- **The problem**
Start at the first line of the listing below. Write out each line exactly, stopping after the one that contains "Target: gray wool jacket".

- **Given records**
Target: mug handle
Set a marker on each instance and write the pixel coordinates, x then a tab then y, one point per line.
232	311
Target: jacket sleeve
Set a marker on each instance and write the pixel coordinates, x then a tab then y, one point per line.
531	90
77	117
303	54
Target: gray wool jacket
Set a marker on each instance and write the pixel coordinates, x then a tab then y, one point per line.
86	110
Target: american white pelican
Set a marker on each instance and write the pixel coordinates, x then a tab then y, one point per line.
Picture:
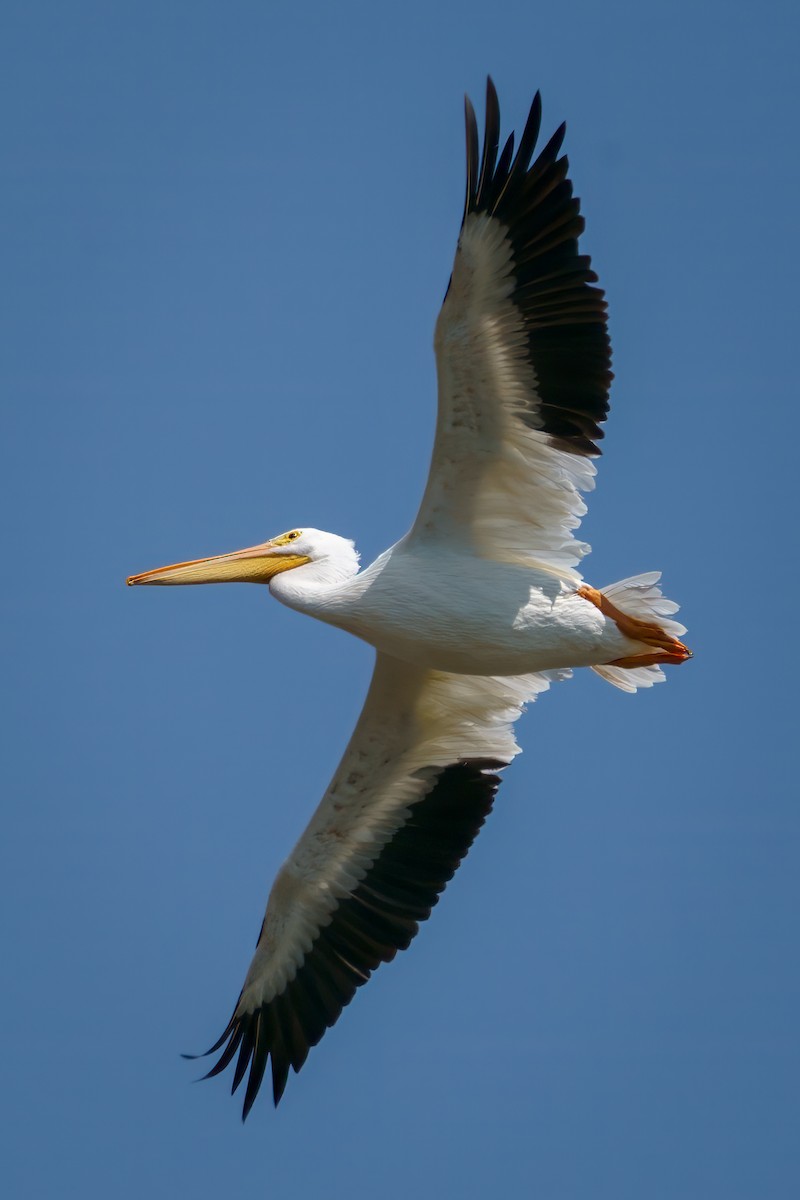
473	613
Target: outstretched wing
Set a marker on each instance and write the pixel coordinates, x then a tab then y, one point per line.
411	792
523	359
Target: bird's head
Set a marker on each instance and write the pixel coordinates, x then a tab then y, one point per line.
259	564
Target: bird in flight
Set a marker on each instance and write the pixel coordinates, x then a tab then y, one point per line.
473	613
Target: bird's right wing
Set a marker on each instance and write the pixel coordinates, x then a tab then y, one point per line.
408	798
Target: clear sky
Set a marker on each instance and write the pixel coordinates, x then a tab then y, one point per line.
228	229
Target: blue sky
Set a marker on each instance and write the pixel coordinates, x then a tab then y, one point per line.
228	231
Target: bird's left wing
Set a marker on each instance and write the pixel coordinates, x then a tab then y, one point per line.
408	798
523	360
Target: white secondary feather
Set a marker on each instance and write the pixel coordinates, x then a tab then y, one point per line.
495	486
413	724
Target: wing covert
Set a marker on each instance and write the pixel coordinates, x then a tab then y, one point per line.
523	358
414	787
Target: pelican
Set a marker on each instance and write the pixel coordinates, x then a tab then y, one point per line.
471	615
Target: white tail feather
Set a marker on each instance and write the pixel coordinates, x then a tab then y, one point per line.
641	597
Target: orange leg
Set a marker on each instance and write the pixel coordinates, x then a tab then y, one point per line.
667	649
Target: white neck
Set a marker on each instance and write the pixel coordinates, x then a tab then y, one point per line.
311	587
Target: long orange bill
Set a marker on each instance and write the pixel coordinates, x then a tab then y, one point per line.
256	564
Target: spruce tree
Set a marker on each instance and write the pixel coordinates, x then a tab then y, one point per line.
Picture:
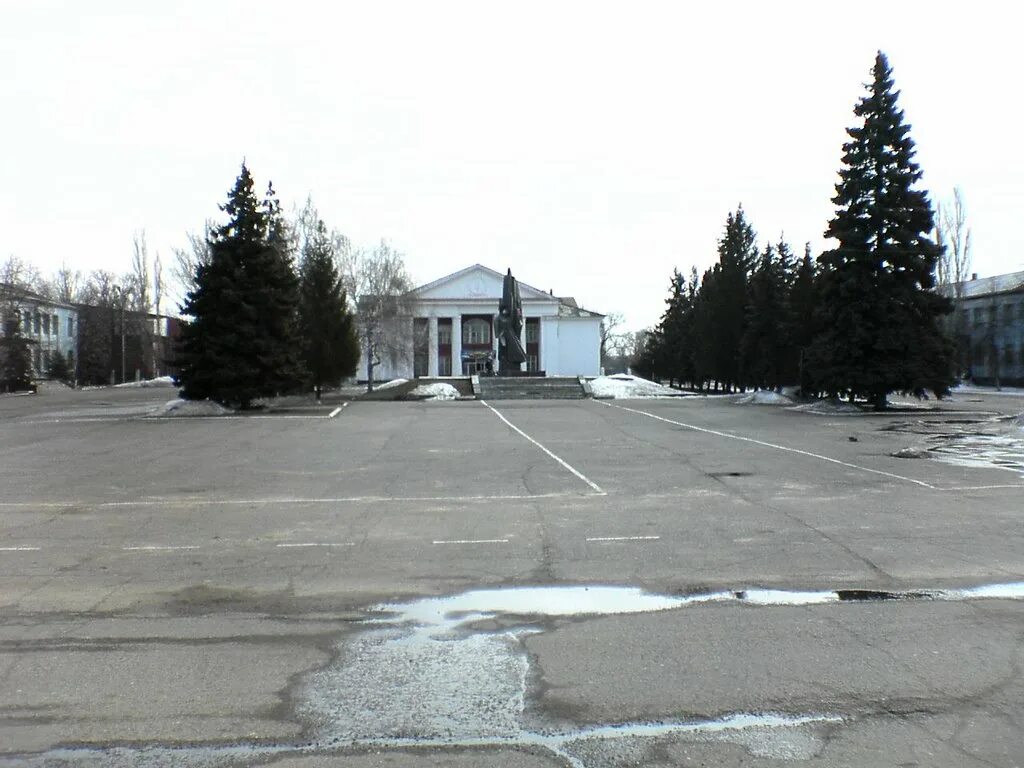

- **Solution**
Target: mug handle
Set a marker on each instance and write the pixel coordinates, x then a tab then y, one point per line.
232	311
Target: jacket sleeve
Set a marker on each instance and write the pixel coordinates, x then a tab then y, one point per line.
531	90
77	117
303	54
Target: gray wool jacket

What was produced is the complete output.